§ WRITTEN PROBLEM: Copy all of the material below word for word, leaving out the pictures.

Location identification items
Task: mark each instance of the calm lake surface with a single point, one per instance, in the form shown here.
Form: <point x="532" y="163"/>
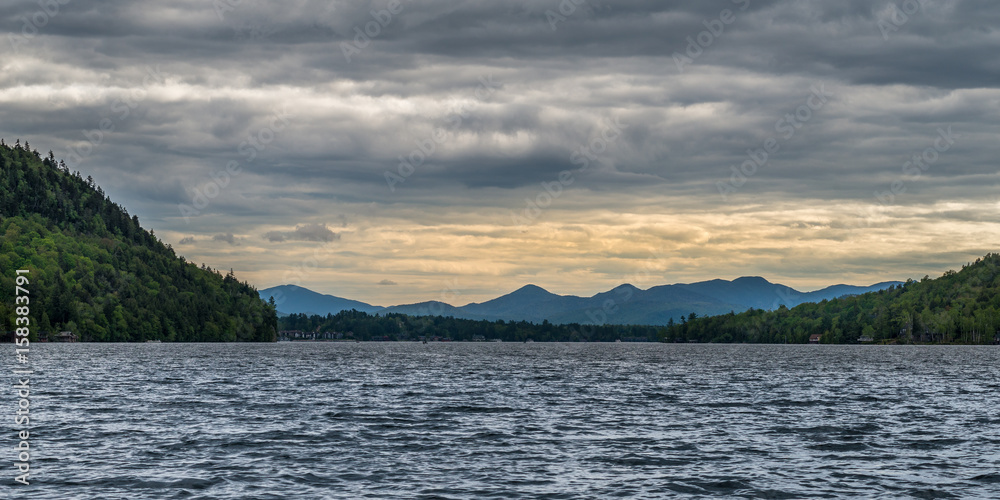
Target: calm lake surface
<point x="492" y="420"/>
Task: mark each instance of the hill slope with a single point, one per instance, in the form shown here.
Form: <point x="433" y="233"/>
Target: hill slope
<point x="95" y="271"/>
<point x="959" y="307"/>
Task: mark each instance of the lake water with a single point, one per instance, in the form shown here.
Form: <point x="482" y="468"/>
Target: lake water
<point x="492" y="420"/>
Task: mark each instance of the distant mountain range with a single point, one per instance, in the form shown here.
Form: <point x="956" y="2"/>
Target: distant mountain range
<point x="623" y="305"/>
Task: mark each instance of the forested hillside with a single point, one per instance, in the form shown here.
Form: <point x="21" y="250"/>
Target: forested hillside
<point x="959" y="307"/>
<point x="95" y="271"/>
<point x="394" y="326"/>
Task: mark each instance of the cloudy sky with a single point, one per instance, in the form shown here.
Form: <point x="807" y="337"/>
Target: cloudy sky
<point x="394" y="152"/>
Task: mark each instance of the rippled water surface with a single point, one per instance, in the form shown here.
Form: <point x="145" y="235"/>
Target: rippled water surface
<point x="461" y="420"/>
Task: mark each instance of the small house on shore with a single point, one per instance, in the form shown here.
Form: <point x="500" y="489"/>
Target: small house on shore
<point x="66" y="336"/>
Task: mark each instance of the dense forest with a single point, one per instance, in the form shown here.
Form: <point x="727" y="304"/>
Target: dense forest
<point x="958" y="308"/>
<point x="96" y="272"/>
<point x="392" y="326"/>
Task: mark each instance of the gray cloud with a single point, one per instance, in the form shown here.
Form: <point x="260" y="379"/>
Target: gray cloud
<point x="303" y="232"/>
<point x="228" y="238"/>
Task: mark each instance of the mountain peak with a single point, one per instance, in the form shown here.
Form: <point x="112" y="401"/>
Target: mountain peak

§ RESULT OF THE TASK:
Task: mark each instance of the calm lake surface with a single point, one per instance, in the form shown here.
Form: <point x="532" y="163"/>
Target: calm lake surface
<point x="492" y="420"/>
Task: mark each instance of the hill slope with a single point, one per instance, in the form shown here.
Form: <point x="433" y="233"/>
Target: hill slope
<point x="95" y="271"/>
<point x="959" y="307"/>
Task: mark each instance of the lake water with a single point, one per instance, in the form shown here.
Form: <point x="482" y="468"/>
Target: lake water
<point x="492" y="420"/>
Task: mark each instance of the distant mountain range with a single point, one per instance, in the form shown here.
Form: <point x="956" y="2"/>
Target: distant mountain range
<point x="623" y="305"/>
Task: mark each instance of the forested hillside with a single point, one per instance, in the form shown here.
Form: <point x="21" y="250"/>
Target: forested hillside
<point x="959" y="307"/>
<point x="95" y="271"/>
<point x="394" y="326"/>
Task: mark each instance of the cloudy sky with a single point, one per instance, in the form shown here.
Form: <point x="807" y="337"/>
Target: cloudy sky
<point x="394" y="152"/>
Task: mark each instance of the rippled water surface with a single point, one per instance, in the form shown here.
Form: <point x="145" y="235"/>
Target: rippled water surface
<point x="461" y="420"/>
Task: mark each instance of the small house on shore with a single point, one per instance, in the form shown here.
Form: <point x="500" y="489"/>
Target: small house on shore
<point x="66" y="336"/>
Task: mark each instance of the dense forest with a single point, one per instance, in the form shown here.
Form: <point x="727" y="304"/>
Target: dense forest
<point x="958" y="308"/>
<point x="96" y="272"/>
<point x="392" y="326"/>
Task: mark each instance of the gray cloud with a single point, one per instance, in the form shown here.
Form: <point x="260" y="379"/>
Target: gray cloud
<point x="303" y="232"/>
<point x="228" y="238"/>
Task: mark each instance of the mountain peak with a single point, one per instance, in the form shown here.
Form: <point x="112" y="401"/>
Target: mountain peak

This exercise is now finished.